_Written request 1_: In the mailing list reply below, what did the writer at first take the name dsiAccess3 to mean?
++++ Passage shown ++++
RE: Fwd:

Brad Chamberlain Thu, 15 May 2014 09:08:33 -0700

Hi Herve --

> * We've been working with Chapel 1.8.0 since the last version was not 
> available yet when we started. Except when we tried to profile the C-code, we 
> alsways used the --fast flag, initialy we did not and we saw the difference 
> in term of performances.


Thoroughly understandable.  Switching to 1.9.0, I expect that you will see 
some performance improvements, though there is still much room for 
improvement.  I'm glad you were always using the --fast flag -- the lack 
of it in the sample command lines in the email is what made me worry.

> I'll send the complete code tomorrow so that you can have a look when you 
> have time. We are using two 2D arrays to store the cell data, one for the n-1 
> iteration and one for the n iteration.

You know, in retrospect, I think I misinterpreted something.  I was 
thinking that dsiAccess3 implied a 3D array access, but given that you're 
using 2D arrays, I think it must mean that it's the third overload of a 
function of that name.  Sorry for the confusion on my part -- ZPL embedded 
the rank of the arrays into such function names, and I think I flashed 
back to that when looking at that stack.
++++ Dataset ++++
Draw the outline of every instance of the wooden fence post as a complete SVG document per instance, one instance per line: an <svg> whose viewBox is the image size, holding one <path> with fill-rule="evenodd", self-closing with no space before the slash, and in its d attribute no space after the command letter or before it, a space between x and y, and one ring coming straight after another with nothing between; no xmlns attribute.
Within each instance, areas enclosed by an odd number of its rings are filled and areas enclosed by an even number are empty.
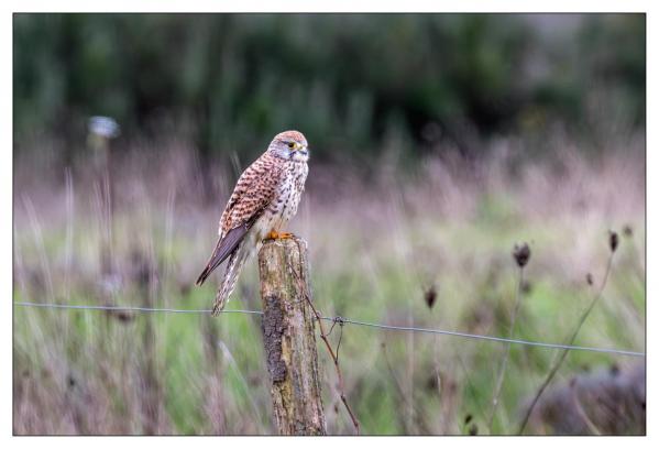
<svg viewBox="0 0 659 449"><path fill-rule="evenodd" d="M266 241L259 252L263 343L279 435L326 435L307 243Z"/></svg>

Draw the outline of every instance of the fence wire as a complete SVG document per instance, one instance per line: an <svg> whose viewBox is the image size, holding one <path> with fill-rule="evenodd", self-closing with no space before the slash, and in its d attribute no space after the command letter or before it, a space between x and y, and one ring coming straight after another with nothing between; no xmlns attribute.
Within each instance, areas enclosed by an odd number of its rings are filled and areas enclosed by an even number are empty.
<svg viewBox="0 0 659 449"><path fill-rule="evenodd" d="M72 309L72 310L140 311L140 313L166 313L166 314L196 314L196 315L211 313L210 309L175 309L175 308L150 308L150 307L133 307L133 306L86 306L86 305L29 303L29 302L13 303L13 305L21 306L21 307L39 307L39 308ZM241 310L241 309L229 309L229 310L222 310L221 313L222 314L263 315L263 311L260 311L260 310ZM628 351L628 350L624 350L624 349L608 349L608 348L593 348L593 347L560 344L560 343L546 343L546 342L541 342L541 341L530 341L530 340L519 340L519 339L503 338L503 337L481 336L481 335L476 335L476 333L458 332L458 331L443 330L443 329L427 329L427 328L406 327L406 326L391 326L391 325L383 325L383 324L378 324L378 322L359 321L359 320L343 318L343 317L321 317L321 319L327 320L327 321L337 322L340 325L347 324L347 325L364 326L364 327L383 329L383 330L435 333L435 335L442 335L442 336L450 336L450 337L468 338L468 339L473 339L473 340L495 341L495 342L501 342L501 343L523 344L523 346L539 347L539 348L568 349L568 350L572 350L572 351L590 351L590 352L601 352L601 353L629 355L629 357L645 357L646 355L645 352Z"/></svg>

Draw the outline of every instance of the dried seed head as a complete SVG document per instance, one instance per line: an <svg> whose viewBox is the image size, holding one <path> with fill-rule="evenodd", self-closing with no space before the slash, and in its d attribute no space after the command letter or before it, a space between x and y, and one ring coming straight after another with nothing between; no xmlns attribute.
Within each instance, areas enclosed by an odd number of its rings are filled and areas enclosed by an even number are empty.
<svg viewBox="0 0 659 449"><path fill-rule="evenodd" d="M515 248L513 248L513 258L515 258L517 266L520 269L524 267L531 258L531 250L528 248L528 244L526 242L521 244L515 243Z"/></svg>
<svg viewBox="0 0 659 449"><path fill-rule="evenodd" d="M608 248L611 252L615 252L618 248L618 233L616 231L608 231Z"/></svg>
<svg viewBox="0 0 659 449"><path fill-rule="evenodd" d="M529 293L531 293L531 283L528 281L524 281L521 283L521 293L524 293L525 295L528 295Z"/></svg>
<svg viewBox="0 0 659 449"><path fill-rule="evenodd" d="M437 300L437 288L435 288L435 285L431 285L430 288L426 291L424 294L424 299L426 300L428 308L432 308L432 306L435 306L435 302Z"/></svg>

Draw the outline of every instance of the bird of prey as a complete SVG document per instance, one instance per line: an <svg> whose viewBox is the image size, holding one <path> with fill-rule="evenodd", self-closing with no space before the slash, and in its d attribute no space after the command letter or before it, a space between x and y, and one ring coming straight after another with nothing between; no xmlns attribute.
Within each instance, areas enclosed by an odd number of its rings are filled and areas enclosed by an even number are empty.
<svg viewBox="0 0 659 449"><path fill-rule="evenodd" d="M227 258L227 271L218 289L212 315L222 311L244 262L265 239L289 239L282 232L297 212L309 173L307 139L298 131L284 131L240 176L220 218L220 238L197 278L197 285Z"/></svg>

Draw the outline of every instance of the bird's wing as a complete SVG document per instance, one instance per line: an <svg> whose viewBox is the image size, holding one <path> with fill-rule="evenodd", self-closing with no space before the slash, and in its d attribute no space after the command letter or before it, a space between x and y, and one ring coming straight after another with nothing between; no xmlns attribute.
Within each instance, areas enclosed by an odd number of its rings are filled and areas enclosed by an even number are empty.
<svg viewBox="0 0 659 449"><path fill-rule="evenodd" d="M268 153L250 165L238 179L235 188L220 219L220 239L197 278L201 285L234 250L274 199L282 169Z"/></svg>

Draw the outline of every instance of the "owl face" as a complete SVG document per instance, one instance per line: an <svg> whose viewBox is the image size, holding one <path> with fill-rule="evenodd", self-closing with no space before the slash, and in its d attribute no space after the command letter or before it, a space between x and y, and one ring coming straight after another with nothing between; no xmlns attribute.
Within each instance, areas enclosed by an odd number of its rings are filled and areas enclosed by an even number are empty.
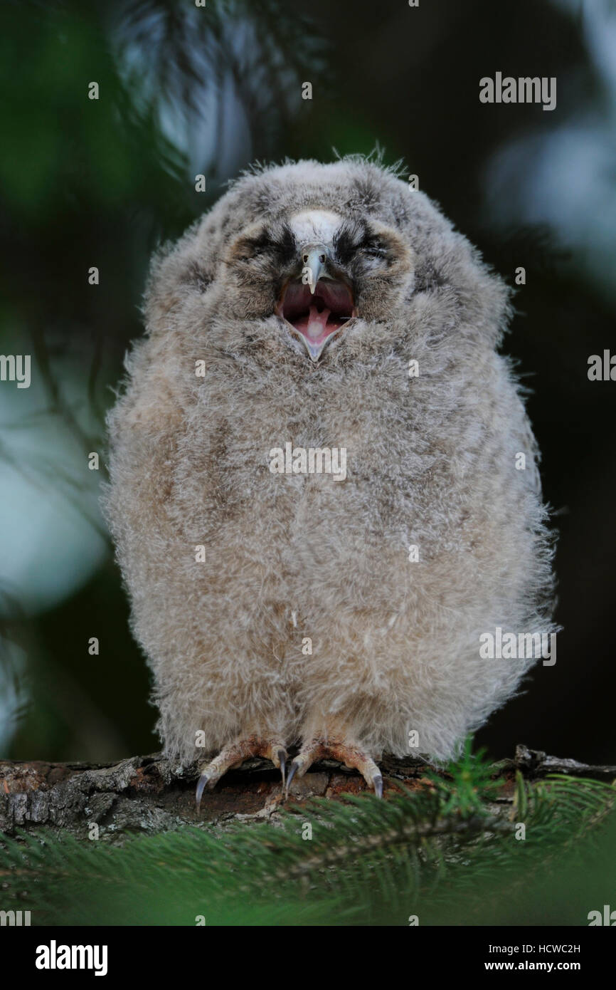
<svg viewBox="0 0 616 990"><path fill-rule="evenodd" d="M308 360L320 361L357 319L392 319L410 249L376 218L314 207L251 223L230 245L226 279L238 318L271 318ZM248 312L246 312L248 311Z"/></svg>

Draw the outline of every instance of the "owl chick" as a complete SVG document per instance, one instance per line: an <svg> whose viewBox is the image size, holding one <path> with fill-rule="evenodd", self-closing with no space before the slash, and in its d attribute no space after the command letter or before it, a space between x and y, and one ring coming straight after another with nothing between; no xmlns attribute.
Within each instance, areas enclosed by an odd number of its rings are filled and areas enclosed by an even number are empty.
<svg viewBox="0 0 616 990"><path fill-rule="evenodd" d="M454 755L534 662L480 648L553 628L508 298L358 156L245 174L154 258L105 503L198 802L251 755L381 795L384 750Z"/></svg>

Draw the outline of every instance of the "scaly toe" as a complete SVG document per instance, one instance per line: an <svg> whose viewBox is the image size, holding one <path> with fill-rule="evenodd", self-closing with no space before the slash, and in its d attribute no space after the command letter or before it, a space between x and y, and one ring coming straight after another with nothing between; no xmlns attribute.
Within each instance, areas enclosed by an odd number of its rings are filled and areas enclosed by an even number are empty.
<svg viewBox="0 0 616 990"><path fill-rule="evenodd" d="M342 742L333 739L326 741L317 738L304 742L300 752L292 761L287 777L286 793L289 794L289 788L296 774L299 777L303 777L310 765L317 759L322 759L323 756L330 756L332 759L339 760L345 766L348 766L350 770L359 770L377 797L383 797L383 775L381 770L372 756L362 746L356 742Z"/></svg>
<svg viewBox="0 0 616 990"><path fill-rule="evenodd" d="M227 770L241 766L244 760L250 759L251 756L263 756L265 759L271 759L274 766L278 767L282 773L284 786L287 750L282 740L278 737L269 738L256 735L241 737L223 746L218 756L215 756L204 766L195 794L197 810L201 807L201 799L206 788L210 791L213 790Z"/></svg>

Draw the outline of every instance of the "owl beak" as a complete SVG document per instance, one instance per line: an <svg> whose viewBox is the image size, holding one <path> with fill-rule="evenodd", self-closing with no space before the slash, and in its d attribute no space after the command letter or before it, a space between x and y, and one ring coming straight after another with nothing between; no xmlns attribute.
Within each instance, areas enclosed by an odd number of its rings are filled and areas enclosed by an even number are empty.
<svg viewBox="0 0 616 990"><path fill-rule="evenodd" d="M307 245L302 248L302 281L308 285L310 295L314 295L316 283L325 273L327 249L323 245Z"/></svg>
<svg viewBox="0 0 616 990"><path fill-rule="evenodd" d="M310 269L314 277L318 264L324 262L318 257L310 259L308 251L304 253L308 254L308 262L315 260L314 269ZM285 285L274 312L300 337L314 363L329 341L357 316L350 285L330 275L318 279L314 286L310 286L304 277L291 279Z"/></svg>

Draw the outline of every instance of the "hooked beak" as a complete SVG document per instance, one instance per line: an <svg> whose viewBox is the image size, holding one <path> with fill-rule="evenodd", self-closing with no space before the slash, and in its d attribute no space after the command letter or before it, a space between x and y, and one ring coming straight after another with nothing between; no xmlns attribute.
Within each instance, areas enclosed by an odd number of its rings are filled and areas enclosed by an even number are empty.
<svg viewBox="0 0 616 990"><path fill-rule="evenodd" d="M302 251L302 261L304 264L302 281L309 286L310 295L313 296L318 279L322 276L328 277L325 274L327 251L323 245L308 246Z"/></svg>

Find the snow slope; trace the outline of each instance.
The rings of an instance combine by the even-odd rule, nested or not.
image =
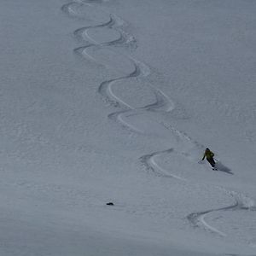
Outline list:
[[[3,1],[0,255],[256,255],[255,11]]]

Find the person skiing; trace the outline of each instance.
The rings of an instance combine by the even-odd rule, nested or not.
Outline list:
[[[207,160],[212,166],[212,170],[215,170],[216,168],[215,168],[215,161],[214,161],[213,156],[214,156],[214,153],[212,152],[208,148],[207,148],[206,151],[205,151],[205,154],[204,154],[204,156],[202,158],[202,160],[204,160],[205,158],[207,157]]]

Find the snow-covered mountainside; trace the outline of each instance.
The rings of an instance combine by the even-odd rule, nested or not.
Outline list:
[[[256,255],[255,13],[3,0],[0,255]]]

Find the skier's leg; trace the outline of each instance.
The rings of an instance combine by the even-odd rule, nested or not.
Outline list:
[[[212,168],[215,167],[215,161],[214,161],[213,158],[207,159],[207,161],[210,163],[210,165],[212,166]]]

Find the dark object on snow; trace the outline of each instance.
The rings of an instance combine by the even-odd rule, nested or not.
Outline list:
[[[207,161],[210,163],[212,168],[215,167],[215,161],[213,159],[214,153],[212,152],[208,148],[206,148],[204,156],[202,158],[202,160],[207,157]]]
++++
_Written request 2_: Output the records exactly, from the line that contains "Find the snow slope;" through the end of the records, leaving the pictures out.

_Written solution 1_: A 3D array access.

_Written solution 2_:
Find the snow slope; trace the outline of each instance.
The rings of an instance combine by the even-odd rule, nested or not.
image =
Outline list:
[[[3,1],[0,255],[256,255],[255,11]]]

Find the person skiing; trace the outline of each instance.
The rings of an instance combine by the even-odd rule, nested or not.
Outline list:
[[[207,160],[212,166],[212,170],[215,170],[216,168],[215,168],[215,161],[214,161],[213,156],[214,156],[214,153],[212,152],[208,148],[207,148],[206,151],[205,151],[205,154],[204,154],[204,156],[202,158],[202,160],[204,160],[205,158],[207,157]]]

Find the snow-covered mountainside; trace the outline of each instance.
The rings of an instance combine by the even-odd rule, nested or not.
Outline list:
[[[256,255],[255,13],[3,0],[0,255]]]

Find the skier's leg; trace the outline of each instance.
The rings of an instance combine by the even-odd rule, nested or not.
Outline list:
[[[212,168],[215,167],[215,161],[214,161],[213,158],[207,159],[207,161],[210,163],[210,165],[212,166]]]

Find the dark object on snow; trace the outline of each instance.
The rings of an instance combine by the even-odd rule, nested or not.
Outline list:
[[[207,161],[210,163],[212,168],[215,167],[215,161],[213,159],[214,153],[212,152],[208,148],[206,148],[204,156],[202,158],[202,160],[207,157]]]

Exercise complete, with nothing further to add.